+++ TEXTO DE ORIGEM +++

No filme, Lucicleide Santos nos guia por três movimentos. Primeiro, ela está em cena, sendo filmada, vemos sua família, seu cotidiano, a vemos transitando com os equipamentos que são utilizados para o filme. Depois, vemos que ela inicia sua deriva e seu caminhar, que permitem que ela se encontre com as mulheres da comunidade Calembá. Em seguida, Lucicleide se vê diante das fotos que tirou desses encontros, e é questionada sobre a experiência de suas movências. 

Reivindico para o seu mover-se não apenas a característica norteadora do filme, da montagem e da narrativa construída, mas também um movimento de memória, um gesto de rememoração, de busca da lembrança. Diante da vida de trabalho árduo das mulheres do Calembá, a diretora-personagem reencontra-se também com a recordação daqueles de sua cor que ergueram o país.  Lucicleide Santos, a Neguinha, toma a palavra para si, para narrar uma história quilombola a contrapelo (nos termos benjaminianos). Um “livro da terra”, ela diz (em off), a voz sobreposta às imagens da mãe e dos pescadores, que chegam com o seu pescado:  

Santiago já passou por muitas e muitas coisas que poderiam ser relembradas, no contar. Quem viveu já antes e sabe, tem que contar, para mostrar a cultura… como antes já passou muitas coisas aqui…aqui teve… tem dez engenhos, várias culturas… coisas que aconteceu antes, que aqui era o maior produtor de cana de açúcar, que aqui já teve muitas coisas (…) e que ninguém procura levantar isso, pra pelo menos escrever um livro da terra (…) pra escrever o que os brancos faziam antes com os negros, faziam carregar pedra nas costas…atravessava o mar para trazer pedra para fazer a igreja que hoje está ali…não foi feita por branco…então, não vou escrever um livro contando a história de branco (….) Não foi branco que fez essa vila, não foi…foi construída por nós, por gente de minha cor.

+++

▶ [INSTRUÇÃO DA TAREFA A]: Reescreva em lista numerada o trecho dos registros que começa na linha que contém "Please identify the dining table" e segue até o fim dos registros, deixando de fora as linhas em branco.

+++ DADOS REGISTRADOS +++

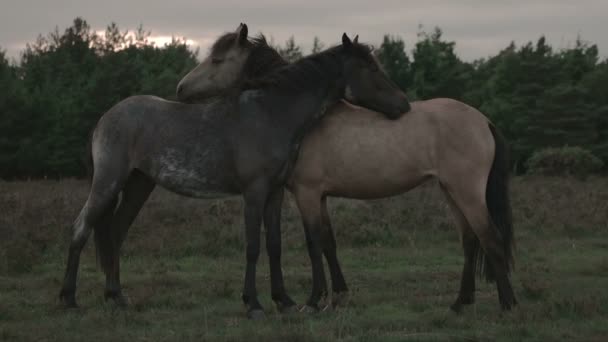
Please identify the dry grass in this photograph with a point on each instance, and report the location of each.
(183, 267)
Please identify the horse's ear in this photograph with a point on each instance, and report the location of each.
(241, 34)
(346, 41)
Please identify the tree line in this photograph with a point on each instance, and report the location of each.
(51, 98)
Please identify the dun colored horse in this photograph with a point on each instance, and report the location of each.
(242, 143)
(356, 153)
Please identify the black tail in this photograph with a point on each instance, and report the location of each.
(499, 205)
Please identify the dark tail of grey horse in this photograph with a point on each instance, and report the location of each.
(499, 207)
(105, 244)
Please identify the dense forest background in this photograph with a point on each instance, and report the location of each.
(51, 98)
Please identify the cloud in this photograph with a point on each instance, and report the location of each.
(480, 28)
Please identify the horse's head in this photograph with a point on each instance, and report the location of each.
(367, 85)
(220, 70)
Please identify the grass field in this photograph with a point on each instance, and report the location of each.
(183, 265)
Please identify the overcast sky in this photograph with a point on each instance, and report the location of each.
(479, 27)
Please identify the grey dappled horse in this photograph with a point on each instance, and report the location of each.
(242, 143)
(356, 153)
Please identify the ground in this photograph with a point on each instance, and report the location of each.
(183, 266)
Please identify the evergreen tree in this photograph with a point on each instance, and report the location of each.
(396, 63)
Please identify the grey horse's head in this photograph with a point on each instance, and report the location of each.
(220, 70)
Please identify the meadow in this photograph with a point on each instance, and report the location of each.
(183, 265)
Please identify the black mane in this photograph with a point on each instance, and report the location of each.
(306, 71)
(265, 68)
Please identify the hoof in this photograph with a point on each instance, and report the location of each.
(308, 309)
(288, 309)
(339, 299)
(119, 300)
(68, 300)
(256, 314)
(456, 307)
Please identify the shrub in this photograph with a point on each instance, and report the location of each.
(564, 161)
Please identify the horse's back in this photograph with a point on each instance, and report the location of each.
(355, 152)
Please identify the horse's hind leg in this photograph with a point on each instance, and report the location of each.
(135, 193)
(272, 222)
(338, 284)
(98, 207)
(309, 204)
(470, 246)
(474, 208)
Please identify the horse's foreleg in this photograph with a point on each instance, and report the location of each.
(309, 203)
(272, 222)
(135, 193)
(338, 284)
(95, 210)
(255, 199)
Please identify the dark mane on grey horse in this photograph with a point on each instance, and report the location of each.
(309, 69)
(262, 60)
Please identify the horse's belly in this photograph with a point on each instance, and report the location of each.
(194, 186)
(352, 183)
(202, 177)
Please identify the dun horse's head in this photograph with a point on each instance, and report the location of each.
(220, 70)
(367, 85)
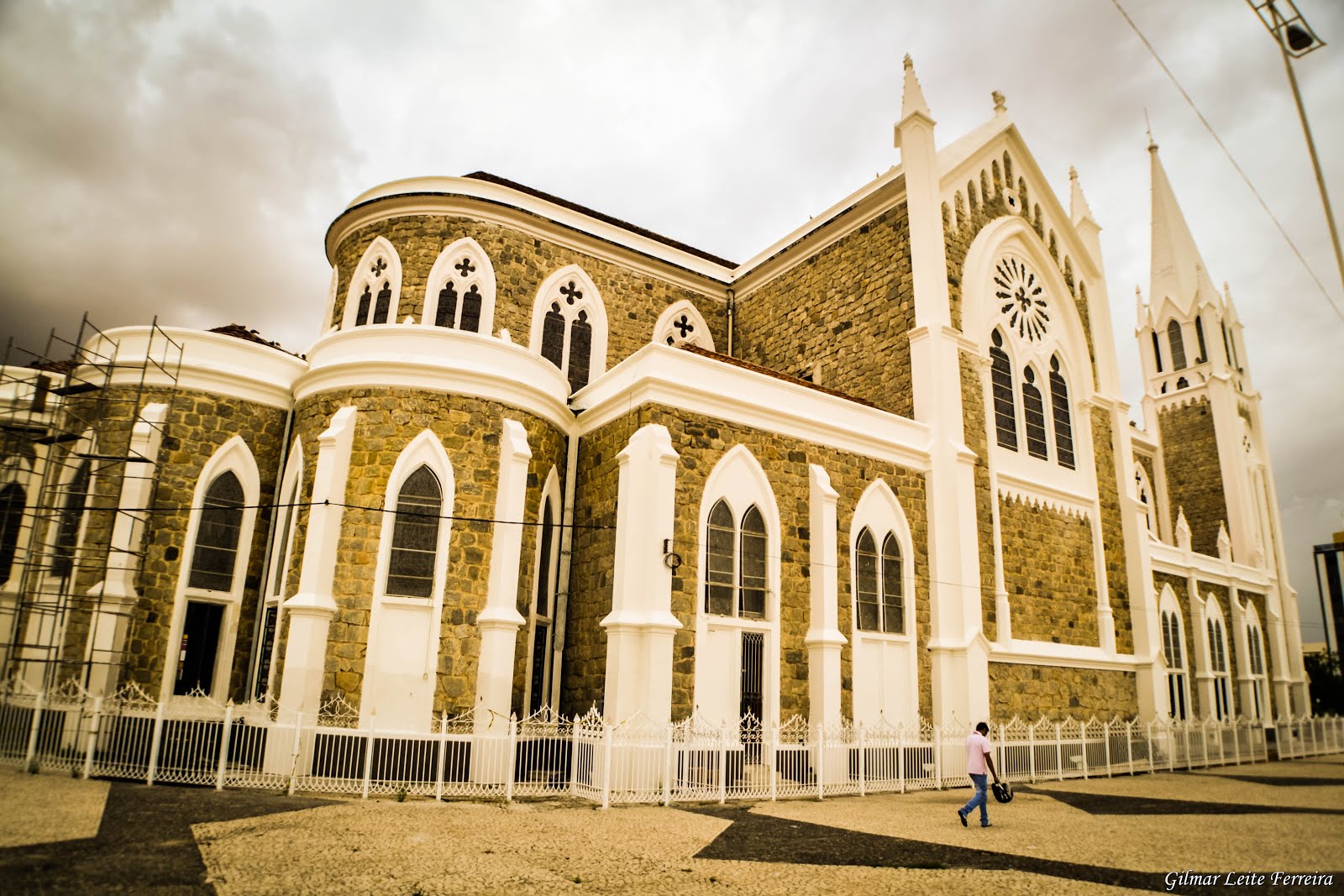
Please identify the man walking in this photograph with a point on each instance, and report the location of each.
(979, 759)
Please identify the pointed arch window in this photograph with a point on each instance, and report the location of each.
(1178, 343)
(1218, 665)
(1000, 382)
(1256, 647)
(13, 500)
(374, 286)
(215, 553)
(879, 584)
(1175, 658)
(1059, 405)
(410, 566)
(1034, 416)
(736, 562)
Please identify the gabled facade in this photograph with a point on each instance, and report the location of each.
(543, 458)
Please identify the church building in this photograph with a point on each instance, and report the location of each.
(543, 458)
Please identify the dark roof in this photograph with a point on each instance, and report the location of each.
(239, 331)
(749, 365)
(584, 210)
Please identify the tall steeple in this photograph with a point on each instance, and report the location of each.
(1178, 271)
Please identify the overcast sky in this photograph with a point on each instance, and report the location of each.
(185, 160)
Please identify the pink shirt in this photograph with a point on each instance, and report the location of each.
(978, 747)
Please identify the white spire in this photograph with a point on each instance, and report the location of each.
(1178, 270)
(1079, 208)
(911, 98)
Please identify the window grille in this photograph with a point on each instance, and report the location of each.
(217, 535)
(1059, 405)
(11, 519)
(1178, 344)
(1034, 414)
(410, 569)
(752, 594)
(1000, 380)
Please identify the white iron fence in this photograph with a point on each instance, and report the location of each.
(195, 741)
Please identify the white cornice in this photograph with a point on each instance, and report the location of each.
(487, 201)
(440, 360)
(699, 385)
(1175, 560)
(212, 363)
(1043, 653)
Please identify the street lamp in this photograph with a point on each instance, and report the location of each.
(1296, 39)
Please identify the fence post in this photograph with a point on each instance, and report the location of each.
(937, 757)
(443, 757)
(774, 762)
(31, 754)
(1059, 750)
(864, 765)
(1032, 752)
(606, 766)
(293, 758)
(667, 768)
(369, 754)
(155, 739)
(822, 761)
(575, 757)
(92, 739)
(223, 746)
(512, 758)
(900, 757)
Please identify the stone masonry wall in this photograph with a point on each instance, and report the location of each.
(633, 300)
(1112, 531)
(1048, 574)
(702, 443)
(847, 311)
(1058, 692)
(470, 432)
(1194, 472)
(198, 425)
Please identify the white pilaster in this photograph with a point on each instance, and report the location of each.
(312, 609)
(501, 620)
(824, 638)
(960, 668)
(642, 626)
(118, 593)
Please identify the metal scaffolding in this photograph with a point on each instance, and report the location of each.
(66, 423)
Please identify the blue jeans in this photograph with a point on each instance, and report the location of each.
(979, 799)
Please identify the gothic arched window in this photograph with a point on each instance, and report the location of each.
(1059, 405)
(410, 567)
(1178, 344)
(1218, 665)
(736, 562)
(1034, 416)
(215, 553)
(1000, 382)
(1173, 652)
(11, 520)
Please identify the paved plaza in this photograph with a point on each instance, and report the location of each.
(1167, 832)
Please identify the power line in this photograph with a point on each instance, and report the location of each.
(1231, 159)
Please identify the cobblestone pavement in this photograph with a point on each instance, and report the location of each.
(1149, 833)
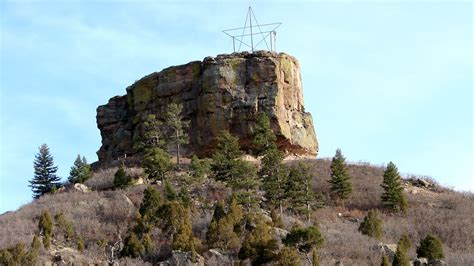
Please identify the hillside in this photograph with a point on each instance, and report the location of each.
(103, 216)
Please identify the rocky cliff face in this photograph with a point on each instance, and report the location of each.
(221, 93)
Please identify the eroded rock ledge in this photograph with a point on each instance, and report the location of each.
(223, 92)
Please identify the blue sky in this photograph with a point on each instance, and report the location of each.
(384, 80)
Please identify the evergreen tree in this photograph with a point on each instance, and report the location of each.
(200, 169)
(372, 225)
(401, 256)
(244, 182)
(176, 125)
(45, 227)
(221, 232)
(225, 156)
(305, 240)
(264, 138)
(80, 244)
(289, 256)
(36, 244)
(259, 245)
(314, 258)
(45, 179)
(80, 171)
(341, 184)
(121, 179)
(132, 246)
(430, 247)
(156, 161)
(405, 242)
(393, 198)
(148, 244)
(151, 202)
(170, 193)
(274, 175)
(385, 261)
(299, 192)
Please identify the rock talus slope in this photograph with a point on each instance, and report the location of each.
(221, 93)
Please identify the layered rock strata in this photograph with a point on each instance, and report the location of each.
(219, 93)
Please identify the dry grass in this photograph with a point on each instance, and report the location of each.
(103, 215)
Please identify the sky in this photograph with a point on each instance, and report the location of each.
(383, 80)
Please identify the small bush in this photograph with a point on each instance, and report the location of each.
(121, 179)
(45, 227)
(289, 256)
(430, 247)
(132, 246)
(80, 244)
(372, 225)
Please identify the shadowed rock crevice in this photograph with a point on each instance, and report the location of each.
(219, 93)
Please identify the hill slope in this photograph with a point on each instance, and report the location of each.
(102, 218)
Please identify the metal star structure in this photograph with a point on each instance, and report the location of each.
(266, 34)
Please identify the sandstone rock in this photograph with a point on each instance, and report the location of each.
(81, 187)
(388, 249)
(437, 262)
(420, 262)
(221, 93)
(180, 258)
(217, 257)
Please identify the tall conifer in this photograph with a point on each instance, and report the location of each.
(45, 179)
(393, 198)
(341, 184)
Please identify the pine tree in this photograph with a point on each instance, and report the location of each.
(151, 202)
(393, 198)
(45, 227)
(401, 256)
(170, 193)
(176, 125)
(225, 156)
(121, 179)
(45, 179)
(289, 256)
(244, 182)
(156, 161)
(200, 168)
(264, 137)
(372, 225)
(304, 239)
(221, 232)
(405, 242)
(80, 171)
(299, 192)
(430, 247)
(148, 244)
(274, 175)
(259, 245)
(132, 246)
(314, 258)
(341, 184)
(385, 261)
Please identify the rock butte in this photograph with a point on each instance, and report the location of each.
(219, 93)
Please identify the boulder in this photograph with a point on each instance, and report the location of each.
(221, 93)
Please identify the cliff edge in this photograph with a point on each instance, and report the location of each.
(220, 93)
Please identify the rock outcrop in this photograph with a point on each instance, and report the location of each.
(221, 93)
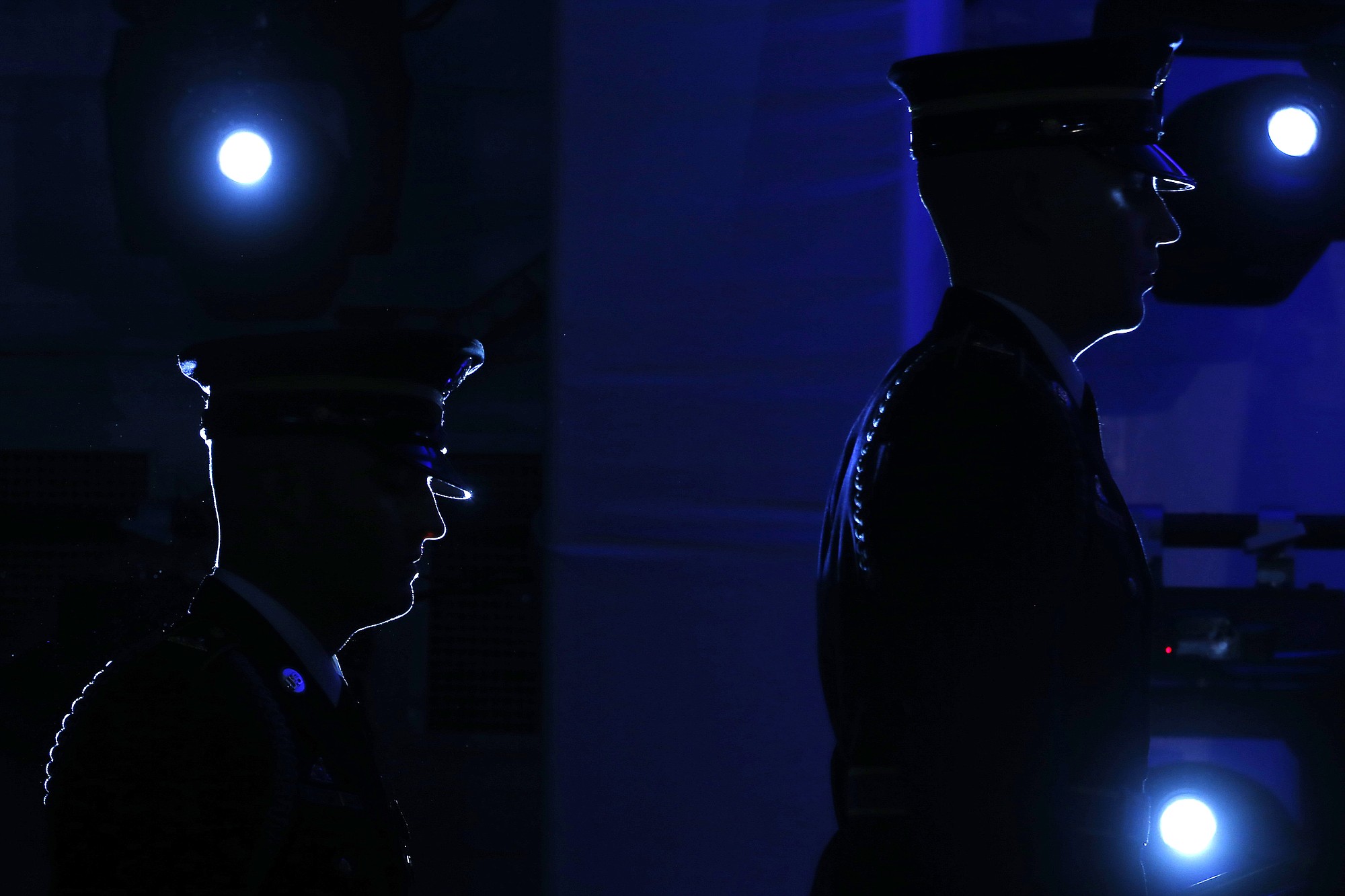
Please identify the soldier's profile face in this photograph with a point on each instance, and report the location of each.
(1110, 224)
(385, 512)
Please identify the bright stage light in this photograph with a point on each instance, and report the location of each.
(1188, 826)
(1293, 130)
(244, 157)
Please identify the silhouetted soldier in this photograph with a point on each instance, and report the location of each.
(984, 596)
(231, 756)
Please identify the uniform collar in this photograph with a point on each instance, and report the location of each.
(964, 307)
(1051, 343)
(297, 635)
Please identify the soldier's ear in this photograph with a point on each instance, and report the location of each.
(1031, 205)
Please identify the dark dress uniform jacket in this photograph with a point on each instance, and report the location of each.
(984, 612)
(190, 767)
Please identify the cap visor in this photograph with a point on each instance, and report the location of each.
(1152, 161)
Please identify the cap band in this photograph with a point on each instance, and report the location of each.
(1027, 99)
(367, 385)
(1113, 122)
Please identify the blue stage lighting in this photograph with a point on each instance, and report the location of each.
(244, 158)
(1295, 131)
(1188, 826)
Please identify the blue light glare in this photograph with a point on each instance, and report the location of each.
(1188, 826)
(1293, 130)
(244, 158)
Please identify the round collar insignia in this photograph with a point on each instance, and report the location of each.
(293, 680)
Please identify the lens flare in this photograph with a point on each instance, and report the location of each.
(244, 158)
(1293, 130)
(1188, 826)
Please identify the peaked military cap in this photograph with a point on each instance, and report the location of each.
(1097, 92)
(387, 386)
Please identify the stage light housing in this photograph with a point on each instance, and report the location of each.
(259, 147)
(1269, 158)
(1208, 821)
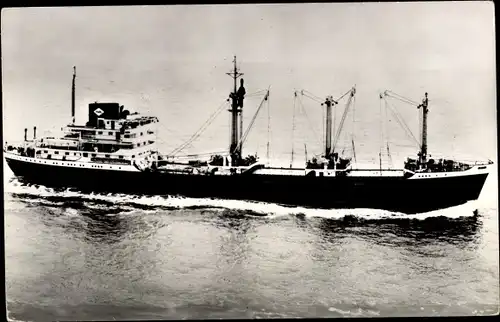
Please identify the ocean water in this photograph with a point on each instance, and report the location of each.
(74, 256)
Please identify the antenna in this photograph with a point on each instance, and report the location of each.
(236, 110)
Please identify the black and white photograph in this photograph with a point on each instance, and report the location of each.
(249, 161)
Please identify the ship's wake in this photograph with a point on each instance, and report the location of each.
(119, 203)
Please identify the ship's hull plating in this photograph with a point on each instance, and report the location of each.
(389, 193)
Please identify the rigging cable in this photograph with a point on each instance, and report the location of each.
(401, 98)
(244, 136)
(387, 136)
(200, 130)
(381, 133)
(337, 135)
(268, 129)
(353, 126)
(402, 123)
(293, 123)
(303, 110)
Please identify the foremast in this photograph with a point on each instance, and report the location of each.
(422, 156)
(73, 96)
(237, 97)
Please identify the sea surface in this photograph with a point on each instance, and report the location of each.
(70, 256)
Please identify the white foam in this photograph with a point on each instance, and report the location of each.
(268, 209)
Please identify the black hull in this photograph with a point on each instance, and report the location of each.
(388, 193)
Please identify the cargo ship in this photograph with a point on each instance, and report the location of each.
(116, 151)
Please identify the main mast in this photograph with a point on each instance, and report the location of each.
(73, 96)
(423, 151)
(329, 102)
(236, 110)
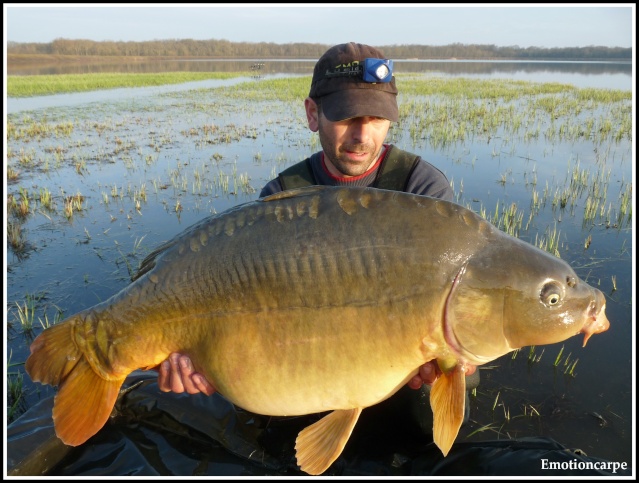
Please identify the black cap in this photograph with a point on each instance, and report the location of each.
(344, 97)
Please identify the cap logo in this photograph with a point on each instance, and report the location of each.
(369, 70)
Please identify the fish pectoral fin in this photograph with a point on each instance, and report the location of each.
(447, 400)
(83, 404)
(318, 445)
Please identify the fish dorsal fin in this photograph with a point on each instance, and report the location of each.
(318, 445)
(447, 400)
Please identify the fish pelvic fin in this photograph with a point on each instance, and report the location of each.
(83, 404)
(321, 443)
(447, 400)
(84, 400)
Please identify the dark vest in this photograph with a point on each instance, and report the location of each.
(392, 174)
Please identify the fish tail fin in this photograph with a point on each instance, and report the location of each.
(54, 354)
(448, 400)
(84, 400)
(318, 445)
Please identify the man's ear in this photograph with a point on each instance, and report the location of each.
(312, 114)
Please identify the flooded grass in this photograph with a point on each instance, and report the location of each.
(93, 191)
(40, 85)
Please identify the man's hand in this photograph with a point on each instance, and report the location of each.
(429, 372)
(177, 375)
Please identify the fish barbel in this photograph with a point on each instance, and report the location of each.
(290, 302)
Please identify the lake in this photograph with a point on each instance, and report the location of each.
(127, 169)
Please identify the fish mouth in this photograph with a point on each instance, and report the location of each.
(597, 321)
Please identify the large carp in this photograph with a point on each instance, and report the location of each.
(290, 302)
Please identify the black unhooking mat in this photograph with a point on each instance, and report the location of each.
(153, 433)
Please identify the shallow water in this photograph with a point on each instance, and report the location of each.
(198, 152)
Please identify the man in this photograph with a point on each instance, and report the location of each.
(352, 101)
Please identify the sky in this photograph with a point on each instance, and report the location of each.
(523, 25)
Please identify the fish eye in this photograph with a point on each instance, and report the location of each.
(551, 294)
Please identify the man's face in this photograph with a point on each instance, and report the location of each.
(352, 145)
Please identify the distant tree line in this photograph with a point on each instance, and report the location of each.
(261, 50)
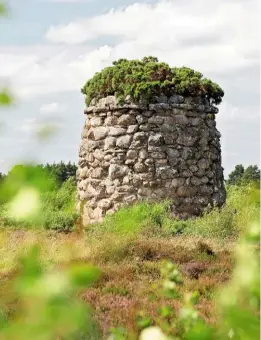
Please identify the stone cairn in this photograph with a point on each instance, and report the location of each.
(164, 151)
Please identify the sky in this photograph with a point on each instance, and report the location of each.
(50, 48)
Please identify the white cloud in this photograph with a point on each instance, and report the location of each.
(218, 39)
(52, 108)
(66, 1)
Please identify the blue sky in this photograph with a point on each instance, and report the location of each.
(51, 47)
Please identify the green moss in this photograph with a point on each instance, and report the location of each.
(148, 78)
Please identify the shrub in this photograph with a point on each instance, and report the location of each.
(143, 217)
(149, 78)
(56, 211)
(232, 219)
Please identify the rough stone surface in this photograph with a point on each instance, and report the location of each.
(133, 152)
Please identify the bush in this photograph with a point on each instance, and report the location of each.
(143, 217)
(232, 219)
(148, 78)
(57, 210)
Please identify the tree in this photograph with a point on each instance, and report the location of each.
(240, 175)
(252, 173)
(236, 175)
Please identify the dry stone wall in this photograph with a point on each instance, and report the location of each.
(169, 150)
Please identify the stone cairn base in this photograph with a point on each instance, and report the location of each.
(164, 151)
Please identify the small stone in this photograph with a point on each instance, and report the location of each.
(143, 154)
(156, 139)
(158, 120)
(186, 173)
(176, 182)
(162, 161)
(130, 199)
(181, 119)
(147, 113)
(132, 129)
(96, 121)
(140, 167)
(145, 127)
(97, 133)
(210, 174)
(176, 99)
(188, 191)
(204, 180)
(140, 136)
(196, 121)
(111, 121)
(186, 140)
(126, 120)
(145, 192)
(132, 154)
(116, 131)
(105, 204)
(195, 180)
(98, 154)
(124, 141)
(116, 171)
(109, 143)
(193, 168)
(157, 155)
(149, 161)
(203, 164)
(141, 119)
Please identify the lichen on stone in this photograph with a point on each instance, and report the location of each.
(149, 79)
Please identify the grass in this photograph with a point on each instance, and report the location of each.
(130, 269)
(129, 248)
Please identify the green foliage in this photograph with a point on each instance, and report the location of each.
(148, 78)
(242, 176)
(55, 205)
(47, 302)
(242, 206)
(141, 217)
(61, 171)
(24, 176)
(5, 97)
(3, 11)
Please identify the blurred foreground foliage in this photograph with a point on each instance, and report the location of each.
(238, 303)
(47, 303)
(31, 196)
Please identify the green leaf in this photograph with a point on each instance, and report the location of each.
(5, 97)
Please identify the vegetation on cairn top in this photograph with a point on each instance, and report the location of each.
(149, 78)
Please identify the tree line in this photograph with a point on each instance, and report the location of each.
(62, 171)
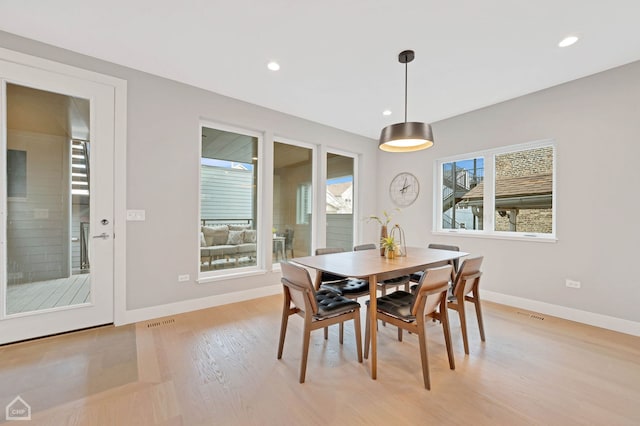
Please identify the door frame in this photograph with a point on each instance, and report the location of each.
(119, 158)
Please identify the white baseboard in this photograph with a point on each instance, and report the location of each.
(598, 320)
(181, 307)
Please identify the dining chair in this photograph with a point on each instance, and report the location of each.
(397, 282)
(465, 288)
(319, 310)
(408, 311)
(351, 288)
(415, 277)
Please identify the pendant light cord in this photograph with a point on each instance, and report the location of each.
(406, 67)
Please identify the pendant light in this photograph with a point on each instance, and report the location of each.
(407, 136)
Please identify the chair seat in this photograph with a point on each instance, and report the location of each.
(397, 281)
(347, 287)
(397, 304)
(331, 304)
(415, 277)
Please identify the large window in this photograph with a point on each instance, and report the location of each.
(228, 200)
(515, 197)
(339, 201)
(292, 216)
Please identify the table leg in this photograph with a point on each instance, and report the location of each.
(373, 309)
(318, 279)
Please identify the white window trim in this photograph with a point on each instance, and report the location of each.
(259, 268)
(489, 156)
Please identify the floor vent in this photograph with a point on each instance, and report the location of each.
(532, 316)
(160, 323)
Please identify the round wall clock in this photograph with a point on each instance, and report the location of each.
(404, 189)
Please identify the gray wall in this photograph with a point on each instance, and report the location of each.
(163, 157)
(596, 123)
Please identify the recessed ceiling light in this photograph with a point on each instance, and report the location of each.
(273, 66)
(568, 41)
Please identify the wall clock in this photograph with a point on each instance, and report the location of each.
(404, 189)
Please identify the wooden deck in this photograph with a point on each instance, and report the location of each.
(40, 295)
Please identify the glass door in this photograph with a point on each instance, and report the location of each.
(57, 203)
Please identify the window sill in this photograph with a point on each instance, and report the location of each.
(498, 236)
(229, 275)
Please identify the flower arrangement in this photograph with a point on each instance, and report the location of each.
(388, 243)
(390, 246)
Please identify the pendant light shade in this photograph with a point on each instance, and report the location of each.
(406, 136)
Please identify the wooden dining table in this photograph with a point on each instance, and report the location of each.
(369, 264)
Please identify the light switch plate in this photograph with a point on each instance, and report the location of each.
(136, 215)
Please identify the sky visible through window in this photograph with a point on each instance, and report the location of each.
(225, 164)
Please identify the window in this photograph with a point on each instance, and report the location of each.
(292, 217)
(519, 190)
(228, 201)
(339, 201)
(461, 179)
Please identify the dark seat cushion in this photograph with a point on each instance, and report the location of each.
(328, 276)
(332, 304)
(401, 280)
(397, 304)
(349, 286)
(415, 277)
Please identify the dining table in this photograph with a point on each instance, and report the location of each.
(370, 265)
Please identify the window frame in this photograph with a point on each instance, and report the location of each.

+++

▶ [INSTRUÇÃO DA TAREFA B]: No texto sobre o filme, por que Lucicleide diz que não vai escrever um livro contando a história de branco? Responda em uma a três frases.

▶ [RESPOSTA COMPLETA A]:
1. Please identify the dining table in this photograph with a point on each instance, and report the location of each.
2. (370, 265)
3. Please identify the window frame in this photograph with a point on each instance, and report the location of each.

▶ [RESPOSTA COMPLETA B]: Porque, segundo ela, não foram os brancos que fizeram a vila: ela foi construída "por nós, por gente de minha cor". Ela lembra também que os brancos faziam os negros carregar pedra nas costas, atravessando o mar, para fazer a igreja que hoje está ali.